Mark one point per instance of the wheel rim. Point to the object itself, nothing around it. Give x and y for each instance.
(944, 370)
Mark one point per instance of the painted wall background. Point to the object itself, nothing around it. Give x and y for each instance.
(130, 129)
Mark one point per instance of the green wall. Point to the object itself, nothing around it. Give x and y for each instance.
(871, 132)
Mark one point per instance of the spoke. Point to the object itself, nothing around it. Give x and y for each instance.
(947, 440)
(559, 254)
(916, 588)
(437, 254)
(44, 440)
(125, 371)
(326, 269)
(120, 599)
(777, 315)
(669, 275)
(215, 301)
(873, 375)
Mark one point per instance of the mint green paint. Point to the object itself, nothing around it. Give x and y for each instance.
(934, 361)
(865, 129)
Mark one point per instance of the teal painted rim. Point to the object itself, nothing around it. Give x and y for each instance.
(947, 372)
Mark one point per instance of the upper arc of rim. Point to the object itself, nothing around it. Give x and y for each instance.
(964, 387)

———

WORK ORDER: Repeat, word for word, every line from the line that contains "Mark one point per instance of the teal" to the end of the entries; include both of those lines and no others.

REPLY:
Mark one point per instance of the teal painted rim. Point to the object itself, nothing around it. Give x and y for each instance.
(947, 372)
Mark one point per instance of the upper arc of rim. Point to the object itself, nothing around it. Give x and y for each instance.
(964, 387)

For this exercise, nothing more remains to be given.